The open-plan lounge in MIRACLE II’s new location is also used for meetings: project leader Philippe Cattin (right) speaking to the team.

Miracle-making encounters

In the spring of 2023, the MIRACLE II project at the University of Basel—which receives funding from the Werner Siemens Foundation—moved to new facilities. The new location has more space, and it fosters exchange among researchers.

Researchers need time and space to develop their ideas, but also proximity to colleagues and collaborators. That was the principle guiding Philippe Cattin, research leader of the MIRACLE II project, when planning the new facilities for the Department of Biomedical Engineering at the University of Basel. Housed in a new building designed by star architects Herzog & de Meuron, the department’s labs, offices, meeting rooms and lecture theatres are located at the Life Science Campus in Allschwil, near Basel. With a total floor area of 5000 square metres (compared to 3000    at the previous location just a few hundred metres away), the new facilities are considerably larger.

Philippe Cattin explains the significance of proximity in the department’s lounge, an inviting modern space with an open-plan kitchen where four students are currently deep in conversation. There are sofas, tables of various sizes, and even a foosball table. “The lounge is the most important room in the department,” says Cattin. Indeed, he pushed for every possible square metre with the interior designers, because such meeting places are a breeding ground for new ideas. “Innovation thrives at points of friction—places where people meet and speak to each other,” he says.

Philippe Cattin, project leader of MIRACLE II.
Seated on the step-seating, students follow the presentation and have a good view of the large screen.

Coffee machine encounters

At their previous facilities, the various groups in the department and project were spread over two floors and contact was infrequent. “Today we’re all on the same floor,” says Cattin, “and we intentionally have just one coffee machine for around 120 researchers.” What sounds like a trifling matter is, in Cattin’s opinion, an important issue: people meet when they drink coffee. But only if they go to the same coffee machine.

At the back of the lounge, two rows of step-seating face a large screen mounted on the front wall. “We also hold meetings here,” says Cattin. The open space is strategic—even during presentations, anyone can enter the kitchen and get tea or coffee. “I always watch to see if people just pass by, or if they stay and listen,” says Cattin, who is always delighted when the latter occurs.

Although the Department of Biomedical Engineering moved into the facilities only a few months ago, Cattin is already seeing signs of greater cohesion in the team. For instance, a dozen researchers in his group recently rented a holiday house on Lake Como to spend a long weekend. And some groups complained that many students spoke Swiss German together in the lounge instead of English. “That shows contact and conversations are important to our employees,” Cattin is convinced.

Made-to-measure bone implants are created using the 3D printers in the smart implants lab.

Brainstorming on wall-size whiteboards

But much work is also being done in the new light-filled rooms and modern workspaces. In addition to three large meeting rooms, the facility has five soundproof meeting-boxes equipped with screens and whiteboards where a group can speak without disturbing other colleagues. Graduate students in Biomedical Engineering attend lectures and courses in the lecture theatre and practical training rooms.

▶ [Exercise brief] Continue the article about the MIRACLE II project's new facilities at the University of Basel, starting after its last sentence.

▶ [Recorded information]
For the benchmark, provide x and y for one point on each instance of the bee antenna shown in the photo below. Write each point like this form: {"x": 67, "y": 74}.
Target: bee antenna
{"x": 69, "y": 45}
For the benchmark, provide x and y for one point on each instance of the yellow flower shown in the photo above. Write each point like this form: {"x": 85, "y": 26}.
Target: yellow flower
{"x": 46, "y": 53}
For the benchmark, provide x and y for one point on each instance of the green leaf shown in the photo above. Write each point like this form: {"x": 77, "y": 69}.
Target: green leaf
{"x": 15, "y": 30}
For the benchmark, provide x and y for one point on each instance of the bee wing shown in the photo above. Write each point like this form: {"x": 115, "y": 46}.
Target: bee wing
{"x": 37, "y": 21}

--

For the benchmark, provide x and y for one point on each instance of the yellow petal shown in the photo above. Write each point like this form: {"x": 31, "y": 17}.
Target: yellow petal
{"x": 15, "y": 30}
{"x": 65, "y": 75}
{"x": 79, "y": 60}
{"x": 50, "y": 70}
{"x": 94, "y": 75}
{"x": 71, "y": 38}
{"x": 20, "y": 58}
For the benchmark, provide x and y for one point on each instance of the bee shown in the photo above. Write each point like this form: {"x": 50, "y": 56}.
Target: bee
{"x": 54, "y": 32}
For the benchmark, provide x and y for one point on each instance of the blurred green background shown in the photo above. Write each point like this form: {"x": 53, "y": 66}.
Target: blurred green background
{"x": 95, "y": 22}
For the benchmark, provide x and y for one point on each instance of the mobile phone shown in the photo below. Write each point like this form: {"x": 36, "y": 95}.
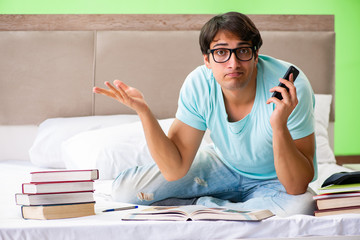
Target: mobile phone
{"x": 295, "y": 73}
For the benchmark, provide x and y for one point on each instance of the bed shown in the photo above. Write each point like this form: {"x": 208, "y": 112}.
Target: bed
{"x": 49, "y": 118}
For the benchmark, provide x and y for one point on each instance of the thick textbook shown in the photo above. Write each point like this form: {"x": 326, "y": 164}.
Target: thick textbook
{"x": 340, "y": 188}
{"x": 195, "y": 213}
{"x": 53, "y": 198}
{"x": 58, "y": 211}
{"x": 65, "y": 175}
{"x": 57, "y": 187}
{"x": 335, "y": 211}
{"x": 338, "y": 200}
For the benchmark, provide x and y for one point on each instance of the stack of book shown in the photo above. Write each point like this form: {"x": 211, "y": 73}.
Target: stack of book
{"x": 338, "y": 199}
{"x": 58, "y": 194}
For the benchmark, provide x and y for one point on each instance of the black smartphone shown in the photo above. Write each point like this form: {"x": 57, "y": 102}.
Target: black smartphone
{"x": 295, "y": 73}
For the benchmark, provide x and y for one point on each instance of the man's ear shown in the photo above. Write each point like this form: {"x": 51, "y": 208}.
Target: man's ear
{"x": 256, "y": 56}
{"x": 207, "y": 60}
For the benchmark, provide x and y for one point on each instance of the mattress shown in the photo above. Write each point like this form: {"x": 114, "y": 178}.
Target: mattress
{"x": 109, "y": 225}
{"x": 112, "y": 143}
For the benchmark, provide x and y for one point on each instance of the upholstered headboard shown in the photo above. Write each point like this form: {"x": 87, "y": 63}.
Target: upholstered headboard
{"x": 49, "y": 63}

▶ [Written answer]
Whiteboards are ubiquitous in the new building. In fact, they make up entire walls waiting to be written on with special markers and wiped clean again—a clear invitation to discuss and brainstorm anywhere, anytime. The wall at the department entrance, also one large whiteboard, currently features the word “Welcome” in various languages. But here, too, Philippe Cattin has grander plans: “The idea is to build a robot that hangs on the wall and writes messages like personalised greetings to our guests,” he says.

Making miracles one step at a time

On the left of the entry door is a room containing a glassed-off area with a skeleton lying beneath a robot arm. It’s a demo room that, in future, will display the various generations of the MIRACLE prototypes, documenting how the project has evolved over time. “Our aim is to show that miracles don’t happen overnight,” Cattin says.

In the rooms next door, the researchers are working on the actual miracle, specifically the MIRACLE robot-guided laser scalpel for bone surgery. The labs of the four MIRACLE groups are practically side by side. In one, Philippe Cattin’s planning and navigation group develops virtual reality systems for planning and monitoring operations. In the robotics lab, Georg Rauter’s team work on robotic techniques to steer the operation equipment inside a patient’s body. In the laser and optics lab, Ferda Canbaz and her researchers develop laser systems for high-precision bone cutting. And in the smart implants lab, Florian Thieringer’s group fabricate 3D-printed, patient-specific bone implants.

One large room still stands empty—a space for two modern operating theatres. Despite not belonging to the MIRACLE project, the rooms will still be of great value to the group thanks to the surgeons who will work there, as Cattin explains: “When we want to know whether a newly developed application is useful for medical practitioners, we can just stop by and ask” Indeed, proximity, personal encounters and daily discussions are all key to accelerating MIRACLE innovations.

Installations in the demo room show how the MIRACLE project is progressing—and the walls are used for brainstorming.
In the laser and optics lab, researchers are developing laser systems for high-precision bone cutting.